Render the records below as a two-column CSV with the header columns request and answer, one row per request and each field quoted, with line breaks replaced by spaces. Cover only the records starting at the line containing "Target: distant tree" and ending at the end of the records.

========================================================================

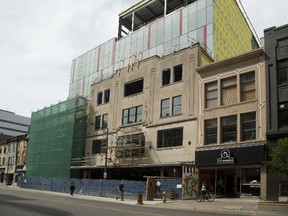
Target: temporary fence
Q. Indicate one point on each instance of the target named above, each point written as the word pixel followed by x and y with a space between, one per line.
pixel 98 187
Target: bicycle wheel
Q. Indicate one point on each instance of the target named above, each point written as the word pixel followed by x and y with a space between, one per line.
pixel 210 197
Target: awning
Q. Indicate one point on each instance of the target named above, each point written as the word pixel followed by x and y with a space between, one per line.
pixel 253 153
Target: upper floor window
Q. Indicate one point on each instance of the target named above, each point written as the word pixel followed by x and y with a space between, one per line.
pixel 211 94
pixel 99 98
pixel 247 86
pixel 210 131
pixel 282 72
pixel 177 73
pixel 283 115
pixel 105 121
pixel 229 128
pixel 96 146
pixel 244 85
pixel 165 107
pixel 177 105
pixel 106 95
pixel 170 138
pixel 97 122
pixel 101 124
pixel 103 97
pixel 248 126
pixel 229 91
pixel 133 87
pixel 166 73
pixel 132 115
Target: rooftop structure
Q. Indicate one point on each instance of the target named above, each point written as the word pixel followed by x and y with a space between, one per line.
pixel 161 27
pixel 12 124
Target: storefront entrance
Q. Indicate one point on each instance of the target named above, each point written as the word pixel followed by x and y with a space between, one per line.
pixel 232 182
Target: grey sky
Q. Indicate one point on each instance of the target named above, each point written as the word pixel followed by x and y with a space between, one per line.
pixel 40 38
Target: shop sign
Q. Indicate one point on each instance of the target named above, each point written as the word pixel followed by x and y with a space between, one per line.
pixel 225 157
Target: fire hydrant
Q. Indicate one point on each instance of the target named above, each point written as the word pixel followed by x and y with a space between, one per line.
pixel 164 196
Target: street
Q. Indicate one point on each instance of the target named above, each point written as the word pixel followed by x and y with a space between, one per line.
pixel 15 201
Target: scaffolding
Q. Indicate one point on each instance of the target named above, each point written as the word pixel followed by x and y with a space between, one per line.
pixel 57 136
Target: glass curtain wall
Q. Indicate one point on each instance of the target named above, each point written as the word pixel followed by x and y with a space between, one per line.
pixel 177 30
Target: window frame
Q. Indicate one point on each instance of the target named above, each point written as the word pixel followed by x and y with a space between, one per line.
pixel 225 87
pixel 166 76
pixel 226 128
pixel 210 131
pixel 99 98
pixel 177 73
pixel 165 108
pixel 137 115
pixel 169 138
pixel 244 125
pixel 247 82
pixel 98 122
pixel 175 106
pixel 214 88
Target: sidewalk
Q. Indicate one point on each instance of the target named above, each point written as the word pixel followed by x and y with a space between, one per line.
pixel 244 206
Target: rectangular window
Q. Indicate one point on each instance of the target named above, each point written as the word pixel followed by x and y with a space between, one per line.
pixel 105 121
pixel 133 87
pixel 97 122
pixel 210 131
pixel 125 115
pixel 106 95
pixel 211 94
pixel 229 91
pixel 165 107
pixel 248 126
pixel 177 105
pixel 166 76
pixel 96 146
pixel 177 73
pixel 282 72
pixel 170 138
pixel 99 98
pixel 283 115
pixel 132 115
pixel 247 85
pixel 229 128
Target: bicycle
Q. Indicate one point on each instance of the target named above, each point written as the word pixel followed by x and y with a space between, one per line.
pixel 208 196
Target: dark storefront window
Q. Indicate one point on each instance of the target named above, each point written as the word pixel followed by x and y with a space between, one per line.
pixel 248 126
pixel 229 128
pixel 170 138
pixel 210 131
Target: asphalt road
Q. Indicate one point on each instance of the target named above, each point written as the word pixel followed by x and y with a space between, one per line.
pixel 15 201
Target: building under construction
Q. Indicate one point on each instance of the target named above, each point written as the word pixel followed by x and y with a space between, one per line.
pixel 57 138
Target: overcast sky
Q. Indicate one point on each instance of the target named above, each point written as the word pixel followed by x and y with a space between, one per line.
pixel 40 38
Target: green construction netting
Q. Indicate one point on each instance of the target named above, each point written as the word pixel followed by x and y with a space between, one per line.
pixel 57 137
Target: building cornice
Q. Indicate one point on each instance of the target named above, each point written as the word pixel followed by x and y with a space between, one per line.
pixel 231 61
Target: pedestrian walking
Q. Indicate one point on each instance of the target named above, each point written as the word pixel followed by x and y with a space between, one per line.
pixel 72 188
pixel 121 190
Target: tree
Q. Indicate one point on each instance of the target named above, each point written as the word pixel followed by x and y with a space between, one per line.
pixel 279 157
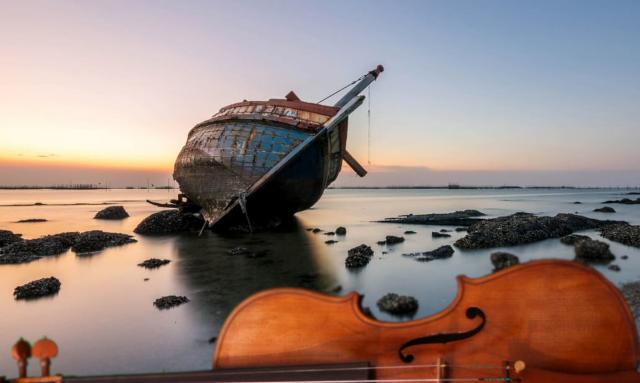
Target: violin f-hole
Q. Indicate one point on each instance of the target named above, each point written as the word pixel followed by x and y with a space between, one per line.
pixel 471 313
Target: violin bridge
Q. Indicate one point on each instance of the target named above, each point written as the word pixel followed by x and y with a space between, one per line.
pixel 441 370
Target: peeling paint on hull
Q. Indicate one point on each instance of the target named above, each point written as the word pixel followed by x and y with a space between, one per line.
pixel 227 154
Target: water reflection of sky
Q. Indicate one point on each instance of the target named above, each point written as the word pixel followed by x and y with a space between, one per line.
pixel 103 317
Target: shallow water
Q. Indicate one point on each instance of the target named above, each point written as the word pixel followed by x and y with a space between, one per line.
pixel 103 318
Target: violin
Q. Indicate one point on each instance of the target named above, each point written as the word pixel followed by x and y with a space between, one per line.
pixel 542 321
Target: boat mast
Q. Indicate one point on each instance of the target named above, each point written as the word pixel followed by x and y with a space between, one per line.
pixel 359 87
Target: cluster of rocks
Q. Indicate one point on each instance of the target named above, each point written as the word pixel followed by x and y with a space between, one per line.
pixel 169 222
pixel 502 260
pixel 24 251
pixel 441 252
pixel 522 228
pixel 457 218
pixel 243 251
pixel 170 301
pixel 112 212
pixel 631 293
pixel 625 201
pixel 398 304
pixel 37 289
pixel 7 237
pixel 623 233
pixel 358 257
pixel 154 263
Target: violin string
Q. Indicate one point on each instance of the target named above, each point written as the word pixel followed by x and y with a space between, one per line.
pixel 371 368
pixel 475 379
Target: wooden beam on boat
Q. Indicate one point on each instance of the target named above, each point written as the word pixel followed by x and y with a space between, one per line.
pixel 353 163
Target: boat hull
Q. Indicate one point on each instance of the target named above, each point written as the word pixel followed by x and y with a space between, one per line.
pixel 223 159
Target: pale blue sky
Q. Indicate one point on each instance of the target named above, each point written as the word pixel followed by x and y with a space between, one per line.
pixel 470 85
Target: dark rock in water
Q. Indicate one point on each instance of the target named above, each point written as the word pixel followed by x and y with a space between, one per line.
pixel 521 228
pixel 37 289
pixel 7 237
pixel 631 293
pixel 112 212
pixel 571 239
pixel 358 256
pixel 31 220
pixel 32 249
pixel 398 304
pixel 591 250
pixel 170 301
pixel 392 239
pixel 238 251
pixel 96 240
pixel 247 253
pixel 626 234
pixel 461 218
pixel 154 263
pixel 169 222
pixel 625 201
pixel 439 253
pixel 502 260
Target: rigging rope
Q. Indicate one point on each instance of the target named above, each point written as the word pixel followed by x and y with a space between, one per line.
pixel 343 88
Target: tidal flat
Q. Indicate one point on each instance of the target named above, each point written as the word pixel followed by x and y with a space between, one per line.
pixel 104 318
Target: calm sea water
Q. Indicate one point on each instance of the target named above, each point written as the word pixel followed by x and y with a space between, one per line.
pixel 103 318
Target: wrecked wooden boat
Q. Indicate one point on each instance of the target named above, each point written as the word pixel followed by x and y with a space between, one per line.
pixel 254 161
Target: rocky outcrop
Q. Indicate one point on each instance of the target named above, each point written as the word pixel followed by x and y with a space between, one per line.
pixel 169 222
pixel 457 218
pixel 522 228
pixel 170 301
pixel 37 289
pixel 625 201
pixel 96 240
pixel 154 263
pixel 7 237
pixel 631 293
pixel 571 239
pixel 441 252
pixel 392 239
pixel 358 256
pixel 29 250
pixel 112 212
pixel 626 234
pixel 590 250
pixel 398 304
pixel 502 260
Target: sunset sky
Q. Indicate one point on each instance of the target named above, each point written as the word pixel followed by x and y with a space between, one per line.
pixel 483 92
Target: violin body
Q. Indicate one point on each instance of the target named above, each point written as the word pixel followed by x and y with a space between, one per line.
pixel 564 320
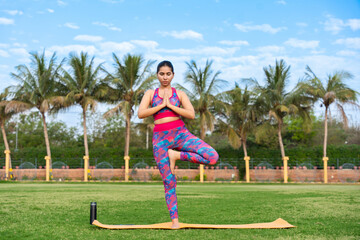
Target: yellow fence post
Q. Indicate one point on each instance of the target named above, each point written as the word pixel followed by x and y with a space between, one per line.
pixel 247 168
pixel 285 159
pixel 47 159
pixel 325 159
pixel 201 172
pixel 7 164
pixel 126 158
pixel 86 168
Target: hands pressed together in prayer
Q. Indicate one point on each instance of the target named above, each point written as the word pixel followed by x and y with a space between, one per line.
pixel 166 101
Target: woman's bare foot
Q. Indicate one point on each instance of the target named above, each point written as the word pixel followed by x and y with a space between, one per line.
pixel 176 224
pixel 173 156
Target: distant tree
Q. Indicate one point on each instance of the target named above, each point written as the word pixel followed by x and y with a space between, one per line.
pixel 37 88
pixel 278 102
pixel 204 85
pixel 81 85
pixel 243 116
pixel 333 90
pixel 127 85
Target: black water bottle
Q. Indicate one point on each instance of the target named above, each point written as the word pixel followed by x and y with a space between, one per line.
pixel 92 212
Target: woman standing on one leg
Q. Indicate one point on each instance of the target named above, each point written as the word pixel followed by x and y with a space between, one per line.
pixel 171 140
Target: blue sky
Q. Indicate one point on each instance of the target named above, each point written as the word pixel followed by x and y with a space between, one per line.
pixel 241 37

========================================================================

Answer to this problem —
request,answer
"Target: distant tree Q. Indicate one point on each instance of the target named above, each point written as the word pixel followed by x and y with a space between, one per line.","pixel 37 88 pixel 278 102 pixel 204 85 pixel 81 85 pixel 243 116 pixel 333 90 pixel 127 85"
"Target: black water bottle Q. Indicate one point on each instance of the target named above, each point written as the word pixel followed by x and y with a space between, one per line.","pixel 92 212"
"Target: woman standing on one leg Q. Indicate one point on each instance of the target named above, each point written as the word pixel followed by x and y with a space between, one per line.","pixel 171 140"
"Target: blue sky Q. Indicate one point on each instance of the target named above, each point written as the word pixel followed by x and y with a space between, one per line.","pixel 241 37"